WHAT THIS TASK INVOLVES ▸
Format as a JSON list of strings, one string per line with blank lines omitted, only the lines of the material from the line containing "Could you please point out the stone bollard" through the end of the material.

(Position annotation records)
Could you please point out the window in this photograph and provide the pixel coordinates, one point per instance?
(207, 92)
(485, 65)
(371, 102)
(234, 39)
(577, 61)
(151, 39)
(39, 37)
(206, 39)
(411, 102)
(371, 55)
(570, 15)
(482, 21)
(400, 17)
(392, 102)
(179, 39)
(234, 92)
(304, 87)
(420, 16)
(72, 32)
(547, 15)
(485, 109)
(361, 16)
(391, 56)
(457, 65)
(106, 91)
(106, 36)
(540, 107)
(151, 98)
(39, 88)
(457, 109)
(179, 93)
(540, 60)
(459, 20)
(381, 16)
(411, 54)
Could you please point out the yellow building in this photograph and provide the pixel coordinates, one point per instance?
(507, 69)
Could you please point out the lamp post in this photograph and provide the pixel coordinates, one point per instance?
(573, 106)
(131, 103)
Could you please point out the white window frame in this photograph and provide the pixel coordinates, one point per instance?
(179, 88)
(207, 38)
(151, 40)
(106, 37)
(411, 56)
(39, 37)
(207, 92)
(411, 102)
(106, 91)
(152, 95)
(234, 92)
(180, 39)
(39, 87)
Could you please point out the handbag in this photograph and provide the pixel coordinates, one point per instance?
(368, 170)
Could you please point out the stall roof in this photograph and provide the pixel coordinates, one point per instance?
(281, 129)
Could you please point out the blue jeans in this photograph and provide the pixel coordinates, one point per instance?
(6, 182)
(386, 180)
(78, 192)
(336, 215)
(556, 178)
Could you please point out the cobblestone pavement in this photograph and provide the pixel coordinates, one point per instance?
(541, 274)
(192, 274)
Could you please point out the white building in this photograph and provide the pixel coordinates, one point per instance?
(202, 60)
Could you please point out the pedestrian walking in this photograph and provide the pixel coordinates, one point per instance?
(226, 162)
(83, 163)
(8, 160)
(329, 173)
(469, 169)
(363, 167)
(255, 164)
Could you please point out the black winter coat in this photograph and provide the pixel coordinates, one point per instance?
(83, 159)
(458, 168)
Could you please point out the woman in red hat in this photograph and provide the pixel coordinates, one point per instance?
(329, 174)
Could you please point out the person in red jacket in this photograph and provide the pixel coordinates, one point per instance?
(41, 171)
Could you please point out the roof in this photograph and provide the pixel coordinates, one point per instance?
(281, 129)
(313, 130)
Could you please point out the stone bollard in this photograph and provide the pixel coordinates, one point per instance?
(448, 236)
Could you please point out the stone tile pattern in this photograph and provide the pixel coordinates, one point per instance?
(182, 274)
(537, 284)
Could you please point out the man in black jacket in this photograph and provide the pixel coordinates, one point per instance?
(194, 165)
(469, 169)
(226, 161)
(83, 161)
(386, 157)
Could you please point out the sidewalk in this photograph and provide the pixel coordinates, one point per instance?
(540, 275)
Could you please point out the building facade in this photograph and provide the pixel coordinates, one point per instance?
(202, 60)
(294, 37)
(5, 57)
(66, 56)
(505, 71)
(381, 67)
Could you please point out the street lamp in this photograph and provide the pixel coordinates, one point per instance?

RESULT BELOW ▸
[
  "Could you please point out the stone bollard in this photograph and provide the pixel coordinates, one point per instance?",
  "(448, 236)",
  "Could you please point out the stone tile pattern in this photograph and provide the pixel coordinates, one point per instance?",
  "(182, 274)",
  "(537, 284)",
  "Could you please point out the man in black jacket in this photograph and provide the pixel coordinates, one point per instance?",
  "(194, 165)",
  "(469, 169)",
  "(226, 161)",
  "(83, 161)",
  "(386, 157)",
  "Could you please point out the sidewalk in this photograph and provide the pixel coordinates, one point per instance?",
  "(540, 275)",
  "Could you please point out the building facade in this photograph and provide the pixel coordinates, one point per instance?",
  "(202, 60)",
  "(294, 37)",
  "(5, 57)",
  "(66, 56)",
  "(505, 71)",
  "(381, 67)",
  "Could you please point out the street lamp in this photograph and provide the pixel coordinates, one point per instance?"
]